What is needed: Copy exactly the last part of the entries, starting from the line with "# locate flower head: put" and including the final line.

Data section:
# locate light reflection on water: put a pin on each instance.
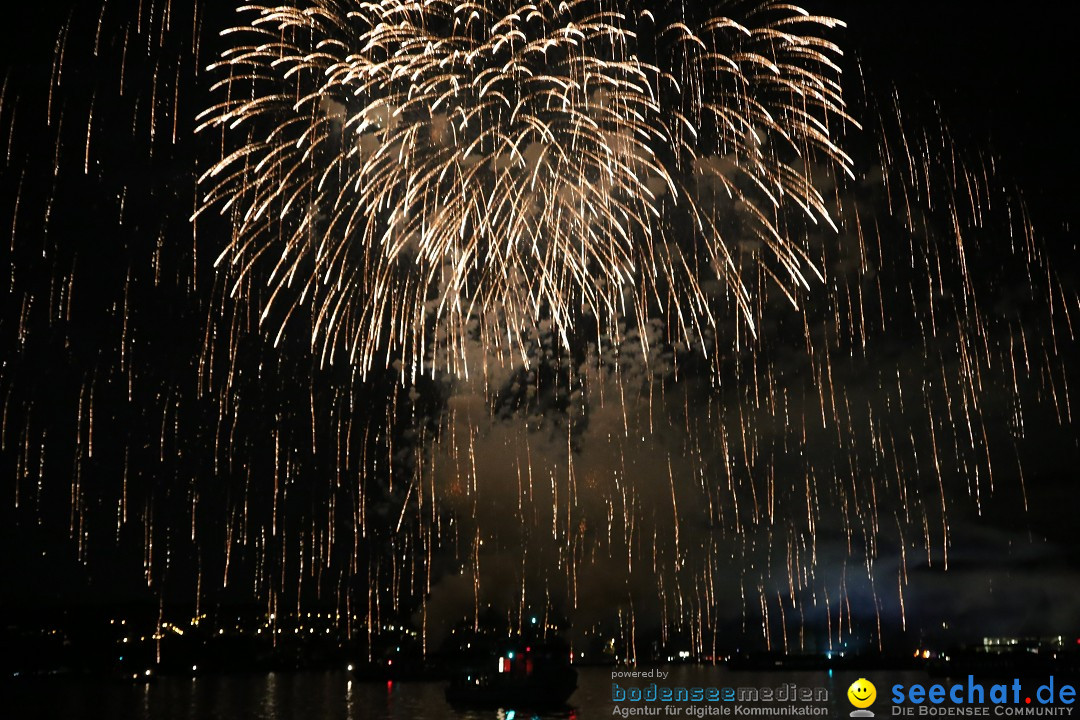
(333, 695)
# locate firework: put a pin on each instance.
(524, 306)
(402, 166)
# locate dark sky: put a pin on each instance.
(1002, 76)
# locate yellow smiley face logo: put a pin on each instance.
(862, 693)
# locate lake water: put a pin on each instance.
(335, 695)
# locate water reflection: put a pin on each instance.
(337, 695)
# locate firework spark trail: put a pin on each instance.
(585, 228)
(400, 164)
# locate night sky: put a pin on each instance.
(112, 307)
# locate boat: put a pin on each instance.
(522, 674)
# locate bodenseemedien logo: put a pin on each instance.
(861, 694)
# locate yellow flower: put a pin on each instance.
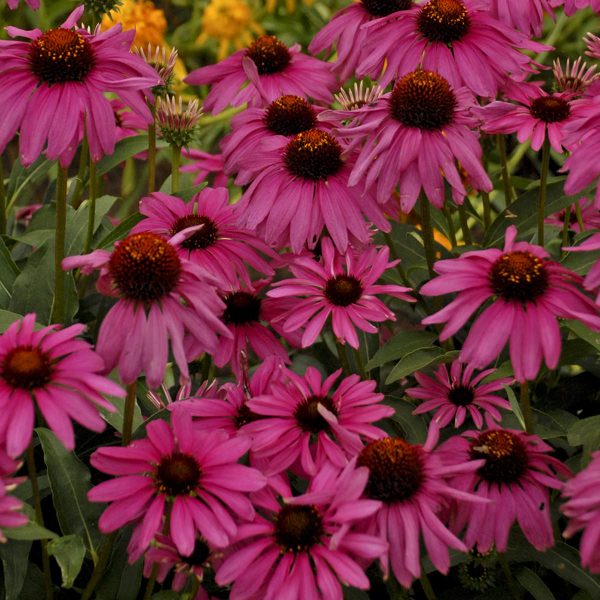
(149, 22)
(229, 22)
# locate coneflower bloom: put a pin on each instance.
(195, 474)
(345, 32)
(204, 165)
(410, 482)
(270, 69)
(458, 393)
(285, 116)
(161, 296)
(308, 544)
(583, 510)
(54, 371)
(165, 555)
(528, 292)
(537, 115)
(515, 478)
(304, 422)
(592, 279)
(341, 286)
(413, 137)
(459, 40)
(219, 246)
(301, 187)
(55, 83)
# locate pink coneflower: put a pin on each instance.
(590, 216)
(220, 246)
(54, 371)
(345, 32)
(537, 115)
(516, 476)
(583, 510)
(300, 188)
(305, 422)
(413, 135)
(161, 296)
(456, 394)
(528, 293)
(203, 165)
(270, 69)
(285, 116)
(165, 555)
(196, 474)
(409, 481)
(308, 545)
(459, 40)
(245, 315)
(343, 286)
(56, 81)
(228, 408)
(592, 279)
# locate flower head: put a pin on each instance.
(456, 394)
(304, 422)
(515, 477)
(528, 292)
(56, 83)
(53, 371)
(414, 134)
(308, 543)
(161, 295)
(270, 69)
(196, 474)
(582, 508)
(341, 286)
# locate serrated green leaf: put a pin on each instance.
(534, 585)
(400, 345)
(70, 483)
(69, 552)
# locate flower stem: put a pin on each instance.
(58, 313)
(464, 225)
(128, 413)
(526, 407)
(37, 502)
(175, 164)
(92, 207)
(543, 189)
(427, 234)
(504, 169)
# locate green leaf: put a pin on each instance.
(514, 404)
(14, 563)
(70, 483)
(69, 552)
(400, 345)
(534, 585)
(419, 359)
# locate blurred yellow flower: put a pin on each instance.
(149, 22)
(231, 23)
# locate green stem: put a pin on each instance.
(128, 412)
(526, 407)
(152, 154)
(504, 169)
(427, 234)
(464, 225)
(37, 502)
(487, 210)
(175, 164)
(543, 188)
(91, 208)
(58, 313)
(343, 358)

Task result:
# locate flower head: put a pin on each instance.
(456, 394)
(304, 422)
(515, 477)
(528, 292)
(56, 83)
(53, 371)
(414, 134)
(308, 543)
(161, 295)
(270, 69)
(196, 474)
(582, 508)
(341, 286)
# locate serrated green leaf: put a pin on each instance.
(534, 585)
(400, 345)
(70, 483)
(69, 552)
# locate flower stem: put a pin on each instance.
(58, 313)
(464, 225)
(128, 413)
(526, 407)
(37, 502)
(175, 164)
(92, 207)
(543, 189)
(427, 234)
(504, 169)
# locate green leaf: put a pin on each instance.
(514, 404)
(14, 563)
(70, 483)
(69, 552)
(400, 345)
(534, 585)
(419, 359)
# locate blurred yellow flower: put a pin on each instance.
(149, 22)
(231, 23)
# locate green stem: put a pin on each instance.
(128, 412)
(526, 407)
(152, 154)
(504, 169)
(427, 234)
(464, 225)
(37, 502)
(487, 210)
(175, 164)
(543, 188)
(91, 208)
(58, 313)
(343, 358)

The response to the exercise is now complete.